Below is some material; set it all down exactly, apart from the pictures.

(Coordinate annotation entries)
══════
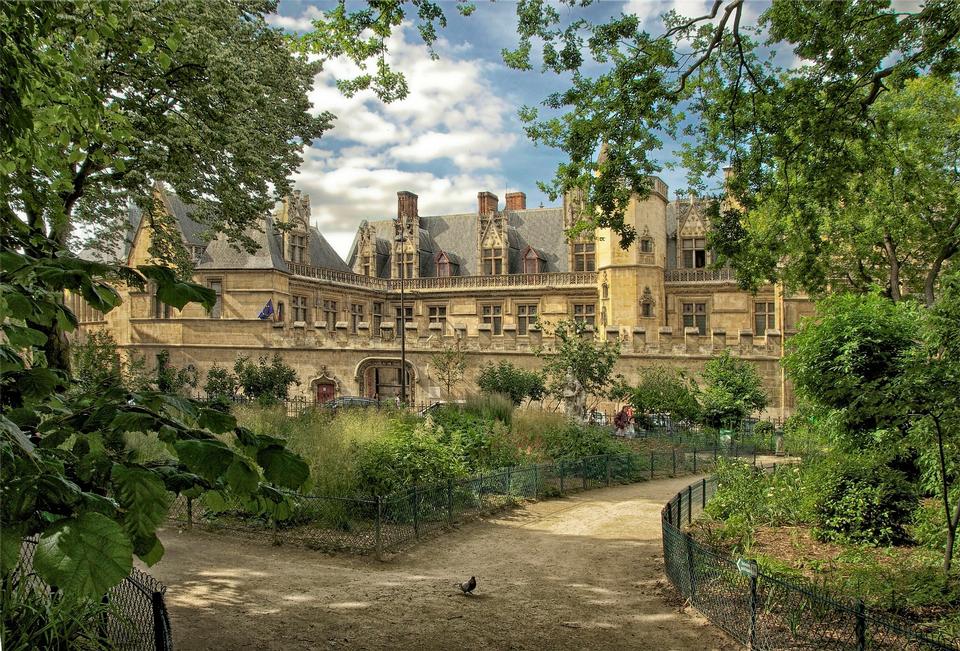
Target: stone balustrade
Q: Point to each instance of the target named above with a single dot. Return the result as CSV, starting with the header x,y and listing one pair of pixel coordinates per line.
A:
x,y
245,334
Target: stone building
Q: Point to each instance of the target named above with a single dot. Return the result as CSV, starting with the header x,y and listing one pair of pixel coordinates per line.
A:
x,y
478,280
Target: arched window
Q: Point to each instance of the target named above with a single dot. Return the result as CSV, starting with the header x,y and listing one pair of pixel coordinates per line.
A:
x,y
443,265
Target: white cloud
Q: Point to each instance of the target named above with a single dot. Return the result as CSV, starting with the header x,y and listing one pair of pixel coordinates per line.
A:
x,y
444,142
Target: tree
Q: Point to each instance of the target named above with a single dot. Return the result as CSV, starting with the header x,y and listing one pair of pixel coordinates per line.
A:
x,y
265,381
893,224
512,381
591,360
932,392
101,101
66,472
664,390
710,78
849,360
449,365
732,390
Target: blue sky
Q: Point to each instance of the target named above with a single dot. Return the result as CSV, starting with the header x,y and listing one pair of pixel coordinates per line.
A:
x,y
456,134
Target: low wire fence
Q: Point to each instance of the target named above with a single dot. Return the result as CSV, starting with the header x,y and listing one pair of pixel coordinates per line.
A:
x,y
135,615
762,610
379,524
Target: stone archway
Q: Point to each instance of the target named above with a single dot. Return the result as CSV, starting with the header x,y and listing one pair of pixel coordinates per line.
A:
x,y
379,378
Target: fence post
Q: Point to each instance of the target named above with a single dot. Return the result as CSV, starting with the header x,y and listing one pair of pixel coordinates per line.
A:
x,y
416,511
378,530
160,641
861,626
691,574
450,502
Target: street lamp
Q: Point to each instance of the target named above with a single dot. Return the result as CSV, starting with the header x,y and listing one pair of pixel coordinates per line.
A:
x,y
401,240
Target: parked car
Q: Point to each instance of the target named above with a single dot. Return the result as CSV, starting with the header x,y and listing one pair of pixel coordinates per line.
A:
x,y
350,401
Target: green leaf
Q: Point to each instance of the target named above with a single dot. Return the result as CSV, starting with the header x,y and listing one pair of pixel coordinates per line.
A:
x,y
283,467
241,477
145,502
208,458
216,421
37,382
84,556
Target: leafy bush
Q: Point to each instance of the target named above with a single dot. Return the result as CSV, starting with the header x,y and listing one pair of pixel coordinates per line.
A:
x,y
265,381
512,381
491,406
861,500
733,390
573,441
410,454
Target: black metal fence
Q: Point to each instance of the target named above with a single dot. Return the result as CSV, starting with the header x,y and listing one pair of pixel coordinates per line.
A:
x,y
762,610
387,523
135,617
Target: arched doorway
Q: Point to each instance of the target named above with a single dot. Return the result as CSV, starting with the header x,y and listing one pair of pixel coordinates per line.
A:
x,y
379,378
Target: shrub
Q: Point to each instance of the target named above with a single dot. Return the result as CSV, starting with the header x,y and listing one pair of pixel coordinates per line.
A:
x,y
265,381
492,406
573,441
410,454
862,500
517,383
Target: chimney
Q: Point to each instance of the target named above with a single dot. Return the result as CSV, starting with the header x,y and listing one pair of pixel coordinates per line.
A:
x,y
487,203
516,201
407,204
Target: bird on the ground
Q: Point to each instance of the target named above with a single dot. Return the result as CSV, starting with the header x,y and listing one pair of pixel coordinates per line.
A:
x,y
469,586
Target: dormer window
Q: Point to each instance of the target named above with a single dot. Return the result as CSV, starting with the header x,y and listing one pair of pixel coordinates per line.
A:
x,y
297,248
443,265
584,257
532,262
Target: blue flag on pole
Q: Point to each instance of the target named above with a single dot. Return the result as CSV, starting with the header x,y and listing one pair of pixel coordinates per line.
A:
x,y
267,310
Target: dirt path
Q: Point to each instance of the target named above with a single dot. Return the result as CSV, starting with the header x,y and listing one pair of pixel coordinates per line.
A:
x,y
584,572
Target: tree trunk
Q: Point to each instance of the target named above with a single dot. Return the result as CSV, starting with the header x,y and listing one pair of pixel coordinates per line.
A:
x,y
891,251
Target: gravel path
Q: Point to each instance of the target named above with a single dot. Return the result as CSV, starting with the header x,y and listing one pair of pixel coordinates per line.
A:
x,y
583,572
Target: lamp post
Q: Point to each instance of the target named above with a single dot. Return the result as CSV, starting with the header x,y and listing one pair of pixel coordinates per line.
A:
x,y
401,240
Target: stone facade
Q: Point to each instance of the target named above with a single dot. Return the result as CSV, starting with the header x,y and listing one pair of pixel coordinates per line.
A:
x,y
477,280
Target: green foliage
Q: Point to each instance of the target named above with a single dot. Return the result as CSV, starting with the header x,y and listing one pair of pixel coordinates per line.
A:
x,y
591,360
265,381
850,357
491,407
34,619
863,500
67,472
516,383
664,390
412,453
572,441
733,390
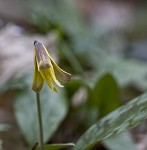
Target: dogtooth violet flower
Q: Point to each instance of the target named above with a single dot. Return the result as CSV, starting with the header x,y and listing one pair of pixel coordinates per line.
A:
x,y
45,69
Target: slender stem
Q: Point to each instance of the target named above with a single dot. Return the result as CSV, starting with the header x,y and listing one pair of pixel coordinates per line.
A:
x,y
40,121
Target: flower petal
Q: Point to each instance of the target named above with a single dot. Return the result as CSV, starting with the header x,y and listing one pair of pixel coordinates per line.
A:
x,y
38,80
59,73
51,71
43,61
46,76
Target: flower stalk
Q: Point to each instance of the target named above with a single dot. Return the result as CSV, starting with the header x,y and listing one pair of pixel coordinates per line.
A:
x,y
40,120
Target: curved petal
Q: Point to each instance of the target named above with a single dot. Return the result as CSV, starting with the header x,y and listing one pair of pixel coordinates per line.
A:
x,y
38,80
60,74
46,76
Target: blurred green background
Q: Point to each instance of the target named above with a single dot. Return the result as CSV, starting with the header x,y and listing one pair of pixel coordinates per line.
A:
x,y
102,43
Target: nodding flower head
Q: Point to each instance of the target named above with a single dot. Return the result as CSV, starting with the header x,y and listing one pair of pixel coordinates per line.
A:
x,y
45,69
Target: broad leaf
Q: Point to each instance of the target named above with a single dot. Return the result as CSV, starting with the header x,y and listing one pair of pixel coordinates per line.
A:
x,y
105,96
54,109
56,146
120,142
120,120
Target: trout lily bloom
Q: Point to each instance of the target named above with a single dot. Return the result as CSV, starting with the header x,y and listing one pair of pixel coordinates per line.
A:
x,y
45,69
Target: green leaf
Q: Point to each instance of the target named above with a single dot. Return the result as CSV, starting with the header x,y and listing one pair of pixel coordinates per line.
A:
x,y
120,142
105,95
4,127
54,109
120,120
56,146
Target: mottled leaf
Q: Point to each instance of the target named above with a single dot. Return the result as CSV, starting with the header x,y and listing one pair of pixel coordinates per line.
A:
x,y
120,120
120,142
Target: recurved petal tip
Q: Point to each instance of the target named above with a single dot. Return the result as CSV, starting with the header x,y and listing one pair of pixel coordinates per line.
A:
x,y
35,42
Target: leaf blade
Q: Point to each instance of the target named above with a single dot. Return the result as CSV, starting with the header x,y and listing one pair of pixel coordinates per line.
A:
x,y
120,120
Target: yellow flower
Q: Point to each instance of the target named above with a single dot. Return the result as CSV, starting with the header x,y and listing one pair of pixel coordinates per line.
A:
x,y
45,69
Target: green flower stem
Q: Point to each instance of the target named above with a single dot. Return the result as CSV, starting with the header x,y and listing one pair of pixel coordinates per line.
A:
x,y
40,121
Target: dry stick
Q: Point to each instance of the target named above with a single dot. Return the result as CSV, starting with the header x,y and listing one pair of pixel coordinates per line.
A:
x,y
40,121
══════
■ The reply:
Target: stone balustrade
Q: Point to each instance of the target named above with a single dot. Return the result as CSV, starting with the header x,y and listing one pair of pixel coordinates per line.
A:
x,y
245,334
Target: stone building
Q: Point to each instance of the target named above with a single dot. Return the result as CSV, starting with the header x,y and listing one pair of pixel coordinates per line.
A:
x,y
478,280
Target: arched window
Q: Point to each instance of the target named above with a single dot. Return the result as CSV, starting with the header x,y and listing one pair of pixel coordinates per line.
A:
x,y
443,265
Target: white cloud
Q: Point to each instance of the target named above with a single dot. Return the result as CSV, starting with the header x,y and listing one pair of pixel coordinates per line.
A:
x,y
444,142
Target: tree
Q: Point to each instance of the target named above with a single dot. Return the result as CSV, starting with the header x,y and listing one pair of pixel coordinates per line.
A:
x,y
265,381
893,224
512,381
591,360
932,392
101,101
66,472
664,390
710,78
849,360
449,365
732,390
Target: blue sky
Q: Point to each instance of the target named above with a single dot. Return the result as CSV, starting with the header x,y and listing one pair of pixel coordinates per line.
A:
x,y
456,134
Target: low wire fence
Q: Point to each instance of the target named above with a single dot. Return the result as CSV, starting with the header x,y and listing one pair of pixel coordinates per line.
A:
x,y
135,615
762,610
379,524
Target: stone archway
Q: Point to each instance of the target named above with a single dot. Return the result as CSV, starting with the header x,y and listing one pair of pixel coordinates per line.
A:
x,y
379,378
Target: fence post
Q: Point to each instance of the target named above with a single dot. Return the result as CSV, starting with the header x,y and listing one pair of pixel coordinates per line.
A:
x,y
416,511
378,530
160,641
861,626
691,574
450,502
Target: street lamp
Q: Point to each instance of the target named above with a single dot. Return the result as CSV, starting with the header x,y and listing one pair of pixel coordinates per line.
A:
x,y
401,240
Target: parked car
Q: Point to each instance of the target named above with a single dot. Return the result as CSV, starting with the header x,y and listing one pair of pixel coordinates per line.
A:
x,y
350,401
Target: green leaf
Q: Point to each instance of the target named above with a single dot. Return the result as CSV, starting with the header x,y and listing one pair of pixel coordinates per line.
A:
x,y
283,467
241,477
145,502
208,458
216,421
37,382
84,556
Target: leafy bush
Q: Point to each instance of the target named above with a single dot. Return the result as CSV, starting with the header x,y and listing one pair of pixel coordinates per line.
A:
x,y
265,381
512,381
491,406
861,500
733,390
573,441
410,454
Target: black metal fence
Q: Point to each instance of the target named above with a single dot. Return the result as CSV, starting with the header x,y and listing one pair of pixel coordinates per line.
A:
x,y
762,610
387,523
135,617
Target: arched doorway
Q: Point to each instance of the target named above with a single dot. Return the result as CSV, starting with the header x,y and listing one pair of pixel coordinates per line.
A:
x,y
379,378
Target: shrub
Q: Point to each instance of the target named above with a single dot. Return the result as CSV, starting with the header x,y and listing one pair of pixel coordinates per line.
A:
x,y
265,381
492,406
573,441
410,454
862,500
517,383
Target: chimney
Q: Point to each instance of the target named above with a single dot. Return the result as CSV, starting with the header x,y and listing one pair of pixel coordinates per line.
A:
x,y
487,203
516,201
407,204
Target: bird on the ground
Q: Point to each instance of the target named above with a single dot. Return the result as CSV, starting with the header x,y and listing one pair of pixel coordinates per line.
A:
x,y
469,586
Target: dormer window
Q: Point to each instance of the target named above with a single dot. Return the result as CSV, starting with the header x,y and listing one pair of pixel coordinates per line.
A:
x,y
297,248
443,265
584,257
532,262
Target: blue flag on pole
Q: Point to each instance of the target named above with a single dot. Return the result as CSV, starting with the header x,y and listing one pair of pixel coordinates per line.
A:
x,y
267,310
Target: dirt path
Q: Point to each instance of the target named above with a single dot. Return the result as CSV, starting with the header x,y and listing one pair of pixel coordinates per line.
A:
x,y
584,572
Target: tree trunk
Q: Point to each instance of the target named above with a single dot. Return the result as CSV, starting with the header x,y and listing one pair of pixel coordinates per line.
A:
x,y
891,251
Target: gravel path
Q: Point to each instance of the target named above with a single dot. Return the result as CSV, starting with the header x,y and listing one pair of pixel coordinates per line.
A:
x,y
583,572
Target: lamp post
Q: Point to each instance of the target named above with a single dot. Return the result as CSV, starting with the header x,y and listing one pair of pixel coordinates per line.
A:
x,y
401,240
Target: stone facade
Q: Point to each instance of the target named above with a single dot. Return the result as CSV, starting with the header x,y and listing one pair of pixel coordinates per line.
A:
x,y
477,280
Target: green foliage
Q: Point to each instance of the target named above with a single dot. Return the result as CSV, starting with the header x,y and listing one pair of pixel coordinates per line.
A:
x,y
591,360
265,381
850,357
491,407
34,619
863,500
67,472
516,383
664,390
412,453
572,441
733,390
Target: dogtooth violet flower
Q: Point to each instance of the target named above with a single dot. Return the result as CSV, starting with the header x,y and listing one pair of pixel coordinates per line.
A:
x,y
45,69
Target: slender stem
Q: Point to each instance of the target named above with a single dot. Return the result as CSV, starting with the header x,y and listing one pair of pixel coordinates per line.
A:
x,y
40,121
Target: flower petal
Q: Point to each instance of the target named above with a single dot. Return the result as CSV, starting with the header x,y and listing one pair of pixel coordinates per line.
A:
x,y
38,80
59,73
51,71
43,61
46,76
Target: flower stalk
Q: Point to each instance of the target named above with a single dot. Return the result as CSV, starting with the header x,y and listing one pair of pixel coordinates per line.
A:
x,y
40,120
Target: curved petal
Q: Point to each instance of the target named above with a single dot. Return the result as CSV, starting with the header x,y and listing one pair of pixel coordinates per line.
A:
x,y
38,80
60,74
46,76
Target: blurred green background
Q: Point to each instance of the target named above with a single dot. Return the result as CSV, starting with the header x,y and listing one pair of pixel coordinates per line.
A:
x,y
102,43
Target: nodding flower head
Q: Point to each instance of the target named above with a single dot. Return the result as CSV, starting with the header x,y and listing one pair of pixel coordinates per line.
A:
x,y
45,69
Target: broad leaf
Q: Point to each instance of the target named above with a single dot. Return the result as CSV, starting with the header x,y and listing one pair of pixel coordinates per line.
A:
x,y
105,96
54,109
56,146
120,142
120,120
Target: trout lily bloom
Q: Point to each instance of the target named above with a single dot. Return the result as CSV, starting with the header x,y and listing one pair of pixel coordinates per line.
A:
x,y
45,69
Target: green leaf
Q: Point to each instance of the target named above with a single dot. Return the result as CSV, starting with the header x,y and listing one pair of pixel coordinates per line.
A:
x,y
120,142
105,95
4,127
54,109
120,120
56,146
Target: mottled leaf
Q: Point to each instance of the target named above with a single dot. Return the result as CSV, starting with the header x,y and listing one pair of pixel coordinates per line.
A:
x,y
120,120
120,142
Target: recurved petal tip
Q: Point to each instance of the target named above with a single dot. Return the result as CSV, starting with the header x,y and listing one pair of pixel coordinates per line.
A:
x,y
35,42
Target: leaf blade
Q: Point to each instance of the target named above with a single dot. Return the result as CSV, starting with the header x,y and listing one pair of pixel coordinates per line.
A:
x,y
120,120
Target: yellow flower
Q: Point to each instance of the target named above with a single dot. Return the result as CSV, starting with the header x,y and listing one pair of pixel coordinates per line.
A:
x,y
45,69
Target: green flower stem
Q: Point to each instance of the target named above with a single dot. Return the result as CSV, starting with the header x,y and listing one pair of pixel coordinates per line.
A:
x,y
40,121
Target: dry stick
Q: Point to each instance of the target named above with a single dot. Return the result as CSV, starting with the header x,y and listing one pair of pixel coordinates per line.
A:
x,y
40,121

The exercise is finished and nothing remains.